Nothing should be left out: output all of the entries exactly.

◆ Provided entries

***

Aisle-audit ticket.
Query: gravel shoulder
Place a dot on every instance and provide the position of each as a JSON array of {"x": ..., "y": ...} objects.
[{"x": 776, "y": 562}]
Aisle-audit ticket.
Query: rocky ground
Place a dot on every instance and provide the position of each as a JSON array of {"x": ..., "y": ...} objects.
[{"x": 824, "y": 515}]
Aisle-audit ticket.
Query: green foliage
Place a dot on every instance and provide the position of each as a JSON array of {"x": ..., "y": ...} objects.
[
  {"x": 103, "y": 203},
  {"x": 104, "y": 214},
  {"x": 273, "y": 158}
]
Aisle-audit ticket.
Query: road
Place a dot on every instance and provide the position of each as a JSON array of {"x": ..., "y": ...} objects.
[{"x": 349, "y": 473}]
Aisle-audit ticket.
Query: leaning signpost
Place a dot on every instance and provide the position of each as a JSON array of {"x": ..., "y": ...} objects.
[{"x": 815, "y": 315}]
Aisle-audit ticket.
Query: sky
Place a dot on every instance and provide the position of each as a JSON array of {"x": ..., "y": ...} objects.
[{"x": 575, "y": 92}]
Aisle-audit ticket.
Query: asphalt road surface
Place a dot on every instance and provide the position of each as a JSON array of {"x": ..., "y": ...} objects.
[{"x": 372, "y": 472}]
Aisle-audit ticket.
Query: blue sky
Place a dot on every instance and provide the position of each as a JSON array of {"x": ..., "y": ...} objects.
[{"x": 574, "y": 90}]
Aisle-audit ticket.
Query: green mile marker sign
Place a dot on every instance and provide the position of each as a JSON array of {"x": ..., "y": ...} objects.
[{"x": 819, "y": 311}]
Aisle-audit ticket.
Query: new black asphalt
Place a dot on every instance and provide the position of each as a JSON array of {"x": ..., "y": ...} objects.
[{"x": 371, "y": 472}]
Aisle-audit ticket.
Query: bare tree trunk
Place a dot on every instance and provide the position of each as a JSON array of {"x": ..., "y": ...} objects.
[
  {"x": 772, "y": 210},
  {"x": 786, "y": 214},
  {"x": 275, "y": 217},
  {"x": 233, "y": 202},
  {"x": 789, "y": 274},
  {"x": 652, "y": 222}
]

***

◆ Task response
Aisle-audit ticket.
Query: gravel shoulder
Place a dot on every instance and provide the position of each as a JSON array of {"x": ..., "y": ...} objects.
[{"x": 776, "y": 562}]
Aisle-audit ticket.
Query: rocky ground
Place a dot on every instance and provide the position of each as a JSON array of {"x": ..., "y": ...} objects.
[{"x": 824, "y": 515}]
Aisle-audit ticket.
Query: green foliage
Place a dot on every instance and provide the position of each as a JSON array of {"x": ..., "y": ...} objects.
[
  {"x": 103, "y": 203},
  {"x": 104, "y": 214},
  {"x": 273, "y": 158}
]
Aisle-audit ticket.
Query: road
Place a dot on every instance and provide the position of each as a JSON array of {"x": ..., "y": ...} objects.
[{"x": 349, "y": 473}]
Aisle-audit ticket.
Query: leaning signpost
Place a dot on every instance and provide the position of each as a JSON array of {"x": ..., "y": ...} objects.
[{"x": 815, "y": 315}]
Aisle-audit ticket.
Query: sky
Place a dot on every instance and provide the position of each as a JSON array of {"x": ..., "y": ...} objects.
[{"x": 575, "y": 92}]
Aisle-audit ticket.
Query: asphalt road surface
Place a dot on every instance and provide the position of each as a JSON array of {"x": ..., "y": ...} objects.
[{"x": 372, "y": 472}]
Aisle-audit ticket.
Query: blue sky
Place a dot on every instance and provide the position of each as a JSON array of {"x": ..., "y": ...} objects.
[{"x": 574, "y": 90}]
Aisle-audit ticket.
Query: green mile marker sign
Place a dot on every instance and provide the position of each as a JSON array of {"x": ..., "y": ...} objects.
[{"x": 819, "y": 311}]
Aisle-audit ticket.
Query: new black asphalt
Place a dot on every instance and provide the position of each as a JSON array of {"x": ..., "y": ...} objects.
[{"x": 371, "y": 472}]
Aisle-audit ticket.
Query: bare tree trunk
Place a dot on every instance and provide the position of each as a JSON array of {"x": ..., "y": ...} objects.
[
  {"x": 772, "y": 210},
  {"x": 786, "y": 214},
  {"x": 275, "y": 217},
  {"x": 233, "y": 202},
  {"x": 789, "y": 274},
  {"x": 652, "y": 222}
]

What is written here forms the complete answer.